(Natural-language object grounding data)
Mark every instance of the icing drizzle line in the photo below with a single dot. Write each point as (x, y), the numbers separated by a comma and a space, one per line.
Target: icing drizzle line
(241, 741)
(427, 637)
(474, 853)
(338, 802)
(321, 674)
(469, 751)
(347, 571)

ASSIGNMENT: An exact repetition of the data above is all that is needed.

ANSWER SECTION:
Mark every instance of the icing drizzle line in the photo below with a single dot. Write each point as (x, y), the numbers separated by a comma and a space, one per line.
Target: icing drizzle line
(241, 741)
(427, 637)
(474, 853)
(338, 802)
(321, 674)
(469, 751)
(347, 571)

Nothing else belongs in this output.